Extracted text:
· · · · ·
Of course when Pharoah sees Sarai he is captivated by her beauty. Thinking she truly is Abram’s sister, Pharoah brings Sarai to live with him. He also treated Abram well by giving him all kinds of provisions and livestock in return.
But God sent a sickness onto Pharoah and his household. It would seem that some investigation occurred for it was discovered that Sarai was indeed Abram’s wife. Pharoah confronts Abram, calling out and questioning his deception. He gives Sarai back to Abram and they are sent away from Egypt, having been protected by God so that they could fulfill their role in history.
Genesis 13 – Abram’s Inheritance
At this point, Abram has accumulated great wealth and possessions. Upon their return from Egypt, Abram and Lot realize the land will not support both of them. The resources needed for their respective livestock is too great. So Abram and Lot go their separate ways and settle in different parts of the land. Lot chose the plain of Jordan, a well-watered region, perfect for raising livestock. Abram settled in the land of Canaan.
Even after the incident in Egypt, God is still with Abram. God reiterates the promise to him regarding land possession and multiplying his descendants (vv. 14-17).
· · · · ·
Dataset excerpts:

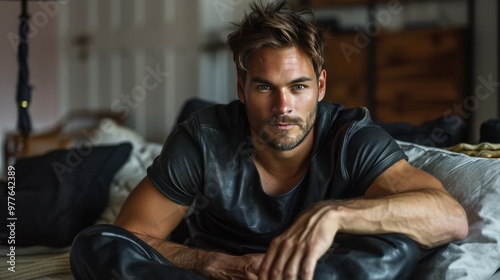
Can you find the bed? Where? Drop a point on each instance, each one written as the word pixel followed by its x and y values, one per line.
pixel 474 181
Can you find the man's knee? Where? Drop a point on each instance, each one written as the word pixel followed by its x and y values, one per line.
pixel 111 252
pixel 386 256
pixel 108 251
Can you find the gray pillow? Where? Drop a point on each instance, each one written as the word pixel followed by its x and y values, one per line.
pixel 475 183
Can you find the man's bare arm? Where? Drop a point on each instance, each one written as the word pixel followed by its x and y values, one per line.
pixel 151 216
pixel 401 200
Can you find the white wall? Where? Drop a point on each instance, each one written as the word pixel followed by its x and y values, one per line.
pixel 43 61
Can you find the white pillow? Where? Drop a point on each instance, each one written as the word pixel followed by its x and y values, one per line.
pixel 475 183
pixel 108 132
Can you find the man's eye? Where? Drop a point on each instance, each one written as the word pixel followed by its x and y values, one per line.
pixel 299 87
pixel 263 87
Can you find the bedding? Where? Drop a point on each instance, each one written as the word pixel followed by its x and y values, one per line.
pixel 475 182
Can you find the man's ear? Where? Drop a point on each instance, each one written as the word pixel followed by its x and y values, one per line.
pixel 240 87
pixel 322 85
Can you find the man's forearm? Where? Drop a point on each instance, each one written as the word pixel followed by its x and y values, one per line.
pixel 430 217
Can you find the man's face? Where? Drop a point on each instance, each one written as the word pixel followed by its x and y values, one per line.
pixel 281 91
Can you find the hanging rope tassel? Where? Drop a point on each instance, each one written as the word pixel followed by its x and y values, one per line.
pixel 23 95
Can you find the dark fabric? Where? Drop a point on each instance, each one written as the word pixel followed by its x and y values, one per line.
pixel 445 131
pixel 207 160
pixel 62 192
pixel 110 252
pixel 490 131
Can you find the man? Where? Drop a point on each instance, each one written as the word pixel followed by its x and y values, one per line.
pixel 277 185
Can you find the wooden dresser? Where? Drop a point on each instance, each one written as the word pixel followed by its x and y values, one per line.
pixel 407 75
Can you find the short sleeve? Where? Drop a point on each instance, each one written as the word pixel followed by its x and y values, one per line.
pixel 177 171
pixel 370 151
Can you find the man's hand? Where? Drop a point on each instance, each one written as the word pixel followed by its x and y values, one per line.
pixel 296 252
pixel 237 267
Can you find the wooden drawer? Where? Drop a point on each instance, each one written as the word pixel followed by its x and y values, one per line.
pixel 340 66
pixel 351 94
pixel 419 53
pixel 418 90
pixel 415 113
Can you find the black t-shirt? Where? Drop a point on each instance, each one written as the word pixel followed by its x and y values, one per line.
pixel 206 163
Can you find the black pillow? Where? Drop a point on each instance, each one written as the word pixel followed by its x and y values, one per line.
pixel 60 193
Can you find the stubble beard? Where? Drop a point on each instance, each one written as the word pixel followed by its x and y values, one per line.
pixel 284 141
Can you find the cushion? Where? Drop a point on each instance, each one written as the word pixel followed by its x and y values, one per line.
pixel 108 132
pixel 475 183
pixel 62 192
· · · · ·
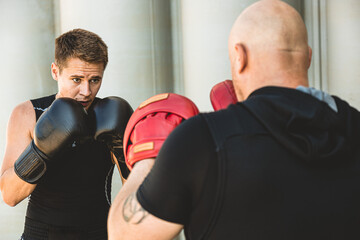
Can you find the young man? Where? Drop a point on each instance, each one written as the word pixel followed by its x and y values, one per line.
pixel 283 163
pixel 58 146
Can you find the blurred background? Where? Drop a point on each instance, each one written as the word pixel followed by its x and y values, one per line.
· · · · ·
What the task asks:
Please continue the commentary on Abram in Genesis from the point where it stops.

Answer to the problem:
Genesis 14 – Lot’s Rescue
Abram’s nephew Lot had settled in a good land. But the land came with problems. One, wickedness was widespread here. The region was the location of the cities of Sodom and Gomorrah, of which Sodom we read that “…the men of Sodom were exceedingly wicked and sinful against the Lord” (Gen. 13:13).
The other issue is that the land was desirable. And as such, was in constant conflict. In Chap. 14, Lot gets swept up in and captured in a conflict between kings over the land. When Abram finds out, he takes 318 trained and armed servants of his and attacks the forces who have captured Lot and his family. He rescues Lot, routes the opposing forces and brings back all the goods from the opposing armies.
Upon his return from battle, Abram is met by an interesting person, Melchizedek. He is described as the king of Salem and a priest of God. This man brought bread and wine to Abram and blessed him saying:
“Blessed be Abram of God Most High, Possessor of heaven and earth; And blessed be God Most High, who has delivered your enemies into your hand.” (vv. 19-20)
Who was this person? No one really knows. He appears out of nowhere, with no reference to lineage or background. His name means “My King is Righteous” and he clearly worshipped the same God as Abram. These mysterious qualities allow the writer of Hebrews to compare him to another priest, Jesus Christ (Heb. 5-9). In fact, some believe he may have been a preincarnate appearance of Jesus himself.
Whoever he was, Abram gave him a tithe (a tenth) of all the spoils from battle. This is the first mention of the tithe in the Bible as a form of worship.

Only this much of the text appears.